My answer, my fast answer, is No. One key problem here is related to what Y could possibly represent. What counts? Maybe we could talk about Y in terms of a number of test cases, and X as how many of those test cases we’ve executed so far. If Y is 600 and X is 540, we could say that testing is 90% done. But that ignores at least two fundamental problems.
The first problem is that, irrespective of the number of test cases we have, we could choose to add more at any time as (via testing) we discover different conditions that we would like to evaluate. Or maybe we could choose to drop test cases when we realize that they’re out of date or irrelevant or erroneous. That is, unless we decide to ignore what we’ve learned, Y will, quite appropriately, change over time.
The second problem is that—at least in my view, and in the view of my colleagues—test cases are a ludicrous way to think about testing.
Another almost-as-quick answer would be to encourage people to re-read that 100% Coverage is Possible post (and the Further Reading links), and to keep re-reading until they get it.
But that’s probably not very encouraging to someone who is asking a naive question, and I’d like to more be helpful than that.
Here’s one thing we could do, if someone were desperate for numbers that summarize coverage: we could make a qualitative evaluation of coverage, and put numbers (or letters, or symbols) on a scale that is nominal and very weakly ordinal.

• _MATERIAL SHOWN_:
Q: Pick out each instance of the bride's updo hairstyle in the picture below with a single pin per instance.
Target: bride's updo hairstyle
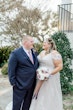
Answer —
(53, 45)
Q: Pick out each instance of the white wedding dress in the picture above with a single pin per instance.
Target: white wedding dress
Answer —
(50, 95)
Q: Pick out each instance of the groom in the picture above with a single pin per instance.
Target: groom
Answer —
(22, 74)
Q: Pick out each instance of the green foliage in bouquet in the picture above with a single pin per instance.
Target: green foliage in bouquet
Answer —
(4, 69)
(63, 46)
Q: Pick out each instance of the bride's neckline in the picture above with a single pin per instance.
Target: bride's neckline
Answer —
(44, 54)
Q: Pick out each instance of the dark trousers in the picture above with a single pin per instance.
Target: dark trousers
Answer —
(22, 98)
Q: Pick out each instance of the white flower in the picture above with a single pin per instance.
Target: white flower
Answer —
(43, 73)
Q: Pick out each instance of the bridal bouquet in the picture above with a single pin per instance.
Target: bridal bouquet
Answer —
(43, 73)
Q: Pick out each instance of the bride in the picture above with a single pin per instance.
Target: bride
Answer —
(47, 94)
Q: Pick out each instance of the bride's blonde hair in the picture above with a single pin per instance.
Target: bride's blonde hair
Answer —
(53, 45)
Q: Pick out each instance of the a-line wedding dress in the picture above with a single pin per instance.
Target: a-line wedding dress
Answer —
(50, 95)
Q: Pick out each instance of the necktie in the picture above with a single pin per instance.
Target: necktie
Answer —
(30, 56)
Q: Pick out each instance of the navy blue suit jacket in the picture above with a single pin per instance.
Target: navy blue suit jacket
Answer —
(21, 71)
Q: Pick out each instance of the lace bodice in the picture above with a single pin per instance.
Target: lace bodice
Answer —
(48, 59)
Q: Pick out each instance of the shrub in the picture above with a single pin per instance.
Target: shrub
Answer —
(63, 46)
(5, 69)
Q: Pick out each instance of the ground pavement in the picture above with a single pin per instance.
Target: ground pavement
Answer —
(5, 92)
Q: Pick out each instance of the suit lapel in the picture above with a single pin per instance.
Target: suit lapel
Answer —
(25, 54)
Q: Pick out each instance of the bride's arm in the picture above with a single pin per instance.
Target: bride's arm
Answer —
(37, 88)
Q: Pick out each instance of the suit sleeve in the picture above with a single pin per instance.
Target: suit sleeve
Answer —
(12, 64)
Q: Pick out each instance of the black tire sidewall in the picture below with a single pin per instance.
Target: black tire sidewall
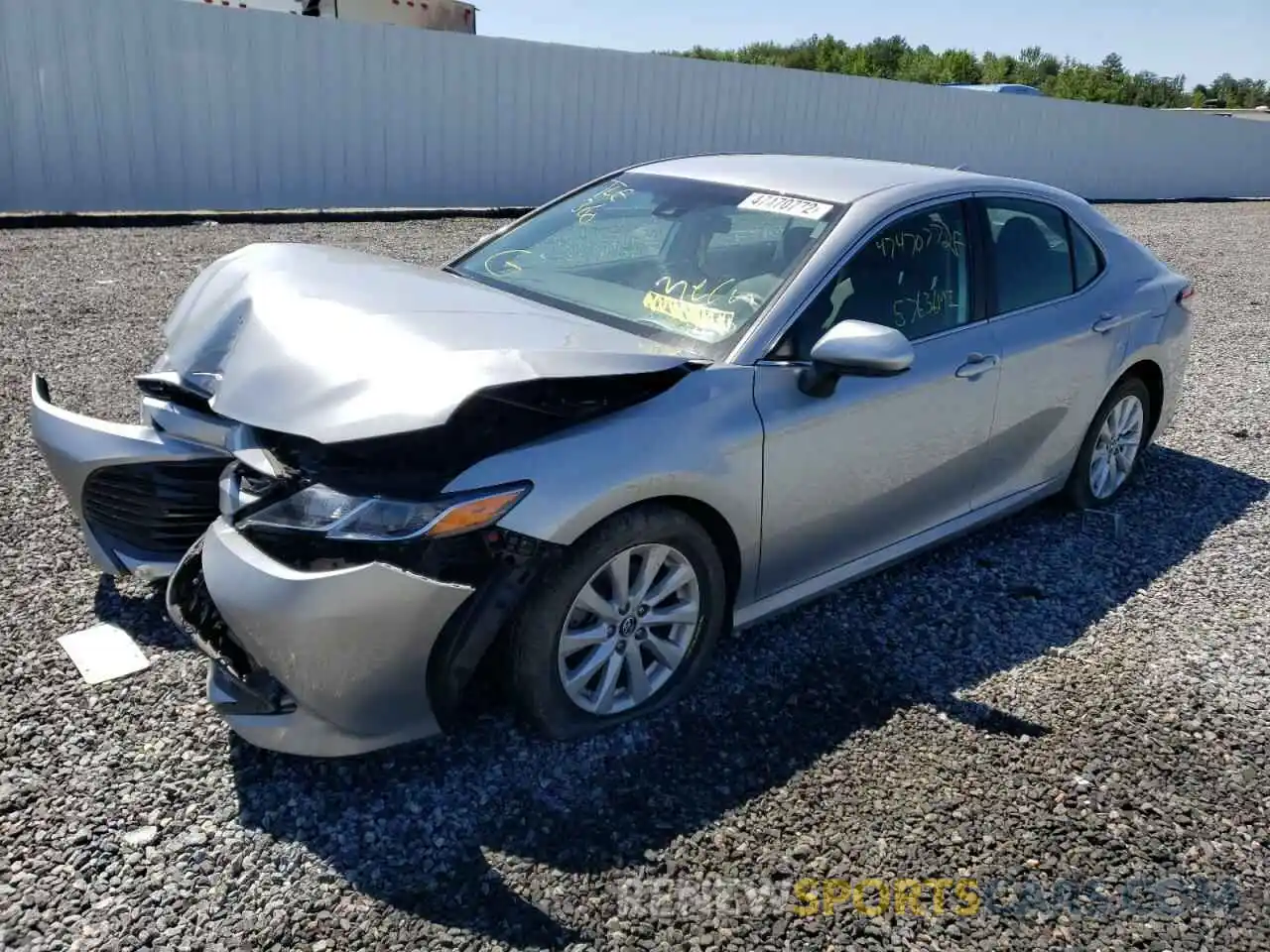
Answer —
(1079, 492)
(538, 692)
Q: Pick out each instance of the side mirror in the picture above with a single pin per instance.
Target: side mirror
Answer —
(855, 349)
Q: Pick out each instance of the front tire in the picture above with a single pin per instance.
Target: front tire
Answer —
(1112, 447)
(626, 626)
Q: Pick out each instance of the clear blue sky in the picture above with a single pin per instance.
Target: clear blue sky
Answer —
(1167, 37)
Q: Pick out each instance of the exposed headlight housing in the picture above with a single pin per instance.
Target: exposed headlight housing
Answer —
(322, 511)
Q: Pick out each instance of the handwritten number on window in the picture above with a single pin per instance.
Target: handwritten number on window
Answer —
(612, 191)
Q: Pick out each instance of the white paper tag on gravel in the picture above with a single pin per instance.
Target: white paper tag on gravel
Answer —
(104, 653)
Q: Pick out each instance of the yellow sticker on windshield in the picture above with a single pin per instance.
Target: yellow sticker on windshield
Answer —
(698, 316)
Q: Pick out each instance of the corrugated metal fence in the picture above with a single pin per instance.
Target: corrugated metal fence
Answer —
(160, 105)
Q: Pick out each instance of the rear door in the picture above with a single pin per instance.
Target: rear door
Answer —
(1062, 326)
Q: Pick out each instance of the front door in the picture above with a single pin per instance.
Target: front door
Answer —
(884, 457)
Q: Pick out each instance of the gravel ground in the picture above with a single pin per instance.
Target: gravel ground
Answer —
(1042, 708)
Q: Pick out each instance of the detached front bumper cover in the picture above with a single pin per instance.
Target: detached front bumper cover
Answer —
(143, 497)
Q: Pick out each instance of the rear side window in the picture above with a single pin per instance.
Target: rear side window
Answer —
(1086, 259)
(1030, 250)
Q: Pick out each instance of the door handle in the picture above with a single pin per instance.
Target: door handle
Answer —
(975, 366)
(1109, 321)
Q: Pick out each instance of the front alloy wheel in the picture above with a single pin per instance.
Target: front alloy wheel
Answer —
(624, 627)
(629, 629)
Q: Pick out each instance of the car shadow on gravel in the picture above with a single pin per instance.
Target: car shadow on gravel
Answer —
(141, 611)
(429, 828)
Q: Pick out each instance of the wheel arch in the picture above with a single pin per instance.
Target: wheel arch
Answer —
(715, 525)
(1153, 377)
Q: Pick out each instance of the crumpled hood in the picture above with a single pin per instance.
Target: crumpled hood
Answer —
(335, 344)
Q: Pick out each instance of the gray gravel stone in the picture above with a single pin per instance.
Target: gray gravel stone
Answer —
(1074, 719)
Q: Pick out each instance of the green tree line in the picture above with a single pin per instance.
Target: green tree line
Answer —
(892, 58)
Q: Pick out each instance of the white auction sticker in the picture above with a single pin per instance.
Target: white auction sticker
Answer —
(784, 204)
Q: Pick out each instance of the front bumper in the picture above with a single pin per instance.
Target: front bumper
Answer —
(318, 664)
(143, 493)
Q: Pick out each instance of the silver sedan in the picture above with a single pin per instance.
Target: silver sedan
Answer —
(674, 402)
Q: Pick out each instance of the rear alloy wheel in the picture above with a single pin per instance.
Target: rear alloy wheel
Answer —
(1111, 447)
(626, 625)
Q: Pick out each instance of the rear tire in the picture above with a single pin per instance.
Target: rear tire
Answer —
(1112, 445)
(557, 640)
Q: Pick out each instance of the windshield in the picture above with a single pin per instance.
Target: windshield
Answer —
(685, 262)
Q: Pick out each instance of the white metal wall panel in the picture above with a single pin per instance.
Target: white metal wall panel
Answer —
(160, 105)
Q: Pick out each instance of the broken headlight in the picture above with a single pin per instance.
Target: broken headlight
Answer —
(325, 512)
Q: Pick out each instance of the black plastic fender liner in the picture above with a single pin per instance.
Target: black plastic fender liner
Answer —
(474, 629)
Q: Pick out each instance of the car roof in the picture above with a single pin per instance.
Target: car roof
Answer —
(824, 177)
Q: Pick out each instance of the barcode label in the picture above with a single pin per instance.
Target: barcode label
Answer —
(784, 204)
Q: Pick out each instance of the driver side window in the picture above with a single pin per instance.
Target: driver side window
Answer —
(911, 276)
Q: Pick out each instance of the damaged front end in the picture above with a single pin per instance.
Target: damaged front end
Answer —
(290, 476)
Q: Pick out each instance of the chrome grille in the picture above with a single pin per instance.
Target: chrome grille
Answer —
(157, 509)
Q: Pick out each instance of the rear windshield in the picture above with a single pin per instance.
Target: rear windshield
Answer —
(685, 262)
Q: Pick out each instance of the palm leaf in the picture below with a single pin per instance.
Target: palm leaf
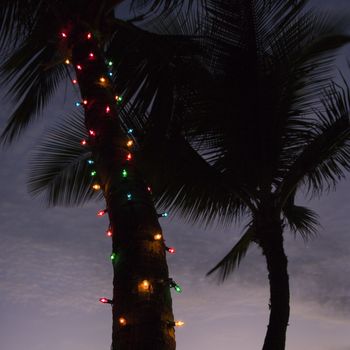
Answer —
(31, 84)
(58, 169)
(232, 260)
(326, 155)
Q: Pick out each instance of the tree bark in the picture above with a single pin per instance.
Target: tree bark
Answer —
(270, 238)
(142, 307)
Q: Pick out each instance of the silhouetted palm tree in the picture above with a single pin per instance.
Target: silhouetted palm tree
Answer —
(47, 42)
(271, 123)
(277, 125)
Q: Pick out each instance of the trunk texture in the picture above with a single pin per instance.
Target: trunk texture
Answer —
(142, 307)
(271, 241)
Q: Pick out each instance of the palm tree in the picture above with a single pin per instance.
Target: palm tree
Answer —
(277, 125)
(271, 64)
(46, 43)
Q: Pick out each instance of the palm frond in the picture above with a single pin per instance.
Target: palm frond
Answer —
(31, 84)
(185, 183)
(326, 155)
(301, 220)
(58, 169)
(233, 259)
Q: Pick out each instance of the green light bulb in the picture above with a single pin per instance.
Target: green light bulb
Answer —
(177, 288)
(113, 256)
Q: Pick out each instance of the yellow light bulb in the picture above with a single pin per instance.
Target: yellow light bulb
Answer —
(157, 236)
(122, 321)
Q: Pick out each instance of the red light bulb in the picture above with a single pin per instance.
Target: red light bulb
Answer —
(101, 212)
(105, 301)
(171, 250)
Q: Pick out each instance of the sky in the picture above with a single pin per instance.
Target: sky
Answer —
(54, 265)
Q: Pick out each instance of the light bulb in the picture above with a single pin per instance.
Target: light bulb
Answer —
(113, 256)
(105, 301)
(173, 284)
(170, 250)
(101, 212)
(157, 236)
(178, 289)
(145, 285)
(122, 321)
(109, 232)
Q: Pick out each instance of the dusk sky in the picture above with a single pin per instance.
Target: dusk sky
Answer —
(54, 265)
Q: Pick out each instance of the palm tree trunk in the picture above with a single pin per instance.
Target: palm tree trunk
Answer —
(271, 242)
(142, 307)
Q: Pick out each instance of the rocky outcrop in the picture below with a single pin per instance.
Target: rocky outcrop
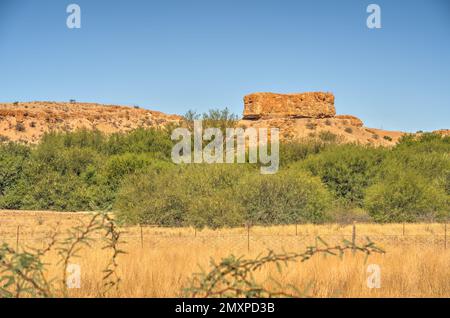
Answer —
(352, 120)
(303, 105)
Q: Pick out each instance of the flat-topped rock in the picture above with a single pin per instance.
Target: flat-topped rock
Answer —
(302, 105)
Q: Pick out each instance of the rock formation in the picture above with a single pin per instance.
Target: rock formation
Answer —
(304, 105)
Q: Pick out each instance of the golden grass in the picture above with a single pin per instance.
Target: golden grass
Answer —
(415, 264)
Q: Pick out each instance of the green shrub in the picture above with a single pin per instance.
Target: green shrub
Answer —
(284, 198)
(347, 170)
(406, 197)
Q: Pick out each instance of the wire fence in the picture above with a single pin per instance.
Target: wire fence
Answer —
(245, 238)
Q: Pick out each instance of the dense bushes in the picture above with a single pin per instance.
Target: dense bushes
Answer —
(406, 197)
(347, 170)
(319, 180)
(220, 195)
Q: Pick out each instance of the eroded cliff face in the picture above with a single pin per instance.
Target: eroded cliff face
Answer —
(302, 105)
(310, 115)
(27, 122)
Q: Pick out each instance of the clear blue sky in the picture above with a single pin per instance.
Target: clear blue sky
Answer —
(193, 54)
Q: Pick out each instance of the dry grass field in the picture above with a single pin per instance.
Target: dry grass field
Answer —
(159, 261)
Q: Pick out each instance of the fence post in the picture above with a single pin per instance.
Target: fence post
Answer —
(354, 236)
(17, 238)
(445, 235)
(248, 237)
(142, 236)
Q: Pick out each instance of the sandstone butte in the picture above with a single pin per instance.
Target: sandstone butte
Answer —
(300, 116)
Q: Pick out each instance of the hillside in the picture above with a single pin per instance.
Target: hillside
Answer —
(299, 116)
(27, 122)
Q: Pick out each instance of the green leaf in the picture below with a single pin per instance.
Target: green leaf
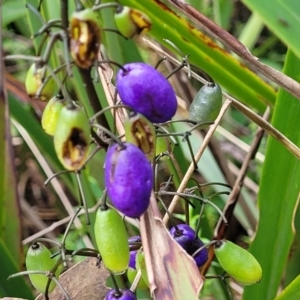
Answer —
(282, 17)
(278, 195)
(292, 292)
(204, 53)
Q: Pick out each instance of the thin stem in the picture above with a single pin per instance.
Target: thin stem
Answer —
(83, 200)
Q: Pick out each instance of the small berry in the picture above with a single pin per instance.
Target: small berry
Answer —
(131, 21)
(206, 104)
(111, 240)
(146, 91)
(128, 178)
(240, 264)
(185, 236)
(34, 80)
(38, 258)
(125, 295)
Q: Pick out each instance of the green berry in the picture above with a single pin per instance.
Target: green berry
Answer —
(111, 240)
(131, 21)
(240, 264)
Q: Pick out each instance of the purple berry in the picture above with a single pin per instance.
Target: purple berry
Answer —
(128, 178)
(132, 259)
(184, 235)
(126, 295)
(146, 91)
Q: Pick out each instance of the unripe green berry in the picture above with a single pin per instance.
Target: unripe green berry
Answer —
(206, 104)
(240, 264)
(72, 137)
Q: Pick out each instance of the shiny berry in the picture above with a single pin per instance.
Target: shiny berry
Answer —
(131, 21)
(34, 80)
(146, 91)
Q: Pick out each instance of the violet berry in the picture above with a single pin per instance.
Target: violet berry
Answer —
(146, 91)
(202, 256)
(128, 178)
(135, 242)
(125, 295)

• _EXERCISE_:
Answer these questions from the excerpted text on test coverage above.
(a) With Y at 600 and X at 540, how much of testing could be called done?
(b) What word does the writer use for test cases as a way to think about testing?
(c) On what kind of scale does the writer suggest putting numbers, letters, or symbols?

• _TASK OUTPUT_:
(a) 90%
(b) Ludicrous
(c) A scale that is nominal and very weakly ordinal